→ PROBLEM DESCRIPTION: From the page about Rosmary Mbabazi, reproduce word for word the passage starting at "Rosmary Mbabazi is" and ending at "31 August 2017.".

→ PAGE TEXT:
━━━

Rwandan businesswoman and politician

Rosmary Mbabazi is a businesswoman and politician in Rwanda, who has served as the Cabinet Minister for Youth and Culture in the Rwandan cabinet since 31 August 2017.

==Background and education==
Mbabazi holds a bachelor's degree in education, obtained from Makerere University, in Kampala, Uganda. She also holds a Master of Business Administration, from an institution in the United Kingdom.

==Career==
From 2009 until 2011, she served as the Head of the investment promotion department in the Rwanda Development Board. In 2011, Rosemary Mbabazi was appointed a caretaker of Umubano Hotel and the chairperson of Soprotel, a joint venture company between governments of Rwanda and Libya. In February 2012, she was appointed the Permanent Secretary in the Ministry of Youth and ICT, serving in that capacity until February 2017, when she was transferred to the Rwanda Ministry of Trade, Industry and East African Community Affairs (MINEACOM), as the permanent secretary.

━━━

→ SUPPLIED RECORDS:
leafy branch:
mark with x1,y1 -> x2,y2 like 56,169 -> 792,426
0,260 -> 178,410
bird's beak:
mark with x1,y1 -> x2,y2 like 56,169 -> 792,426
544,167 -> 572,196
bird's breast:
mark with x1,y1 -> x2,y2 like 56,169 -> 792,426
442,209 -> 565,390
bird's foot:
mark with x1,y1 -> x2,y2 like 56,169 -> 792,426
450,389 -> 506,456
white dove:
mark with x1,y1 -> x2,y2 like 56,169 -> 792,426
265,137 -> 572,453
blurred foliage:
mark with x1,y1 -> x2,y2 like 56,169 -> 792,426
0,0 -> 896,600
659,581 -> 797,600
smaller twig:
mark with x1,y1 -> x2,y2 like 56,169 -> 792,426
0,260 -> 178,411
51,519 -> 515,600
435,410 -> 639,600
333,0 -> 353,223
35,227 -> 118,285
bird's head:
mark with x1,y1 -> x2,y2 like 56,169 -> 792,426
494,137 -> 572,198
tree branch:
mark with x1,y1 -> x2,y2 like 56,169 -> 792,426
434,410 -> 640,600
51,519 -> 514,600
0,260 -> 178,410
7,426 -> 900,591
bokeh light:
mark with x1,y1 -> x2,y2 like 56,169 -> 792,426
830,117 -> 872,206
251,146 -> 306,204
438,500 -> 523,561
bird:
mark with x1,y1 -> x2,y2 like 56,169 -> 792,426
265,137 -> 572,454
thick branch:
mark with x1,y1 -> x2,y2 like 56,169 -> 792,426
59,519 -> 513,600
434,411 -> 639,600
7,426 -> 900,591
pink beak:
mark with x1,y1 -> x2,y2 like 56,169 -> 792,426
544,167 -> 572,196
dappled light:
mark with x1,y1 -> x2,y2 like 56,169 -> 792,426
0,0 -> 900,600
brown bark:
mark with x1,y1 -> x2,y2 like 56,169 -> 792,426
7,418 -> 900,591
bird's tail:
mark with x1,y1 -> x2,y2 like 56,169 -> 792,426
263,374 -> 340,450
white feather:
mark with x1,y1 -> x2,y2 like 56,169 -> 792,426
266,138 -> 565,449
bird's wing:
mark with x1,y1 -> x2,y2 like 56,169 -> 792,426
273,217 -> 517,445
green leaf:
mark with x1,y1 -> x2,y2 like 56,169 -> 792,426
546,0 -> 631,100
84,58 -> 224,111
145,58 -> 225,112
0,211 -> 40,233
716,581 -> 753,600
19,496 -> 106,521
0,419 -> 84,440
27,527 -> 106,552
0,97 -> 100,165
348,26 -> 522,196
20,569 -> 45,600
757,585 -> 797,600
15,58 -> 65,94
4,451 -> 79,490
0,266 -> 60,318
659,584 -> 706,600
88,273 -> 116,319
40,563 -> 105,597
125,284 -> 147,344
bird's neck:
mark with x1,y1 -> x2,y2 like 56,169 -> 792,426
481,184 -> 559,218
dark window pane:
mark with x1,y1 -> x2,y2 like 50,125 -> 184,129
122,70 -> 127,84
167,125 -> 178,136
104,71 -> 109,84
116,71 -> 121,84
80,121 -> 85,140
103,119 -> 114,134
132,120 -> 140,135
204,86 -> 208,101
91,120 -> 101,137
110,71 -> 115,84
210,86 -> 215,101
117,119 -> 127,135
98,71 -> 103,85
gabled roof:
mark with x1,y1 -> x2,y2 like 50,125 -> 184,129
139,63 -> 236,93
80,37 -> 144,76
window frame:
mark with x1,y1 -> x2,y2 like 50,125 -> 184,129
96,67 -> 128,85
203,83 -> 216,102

━━━

→ TASK RESPONSE:
Rosmary Mbabazi is a businesswoman and politician in Rwanda, who has served as the Cabinet Minister for Youth and Culture in the Rwandan cabinet since 31 August 2017.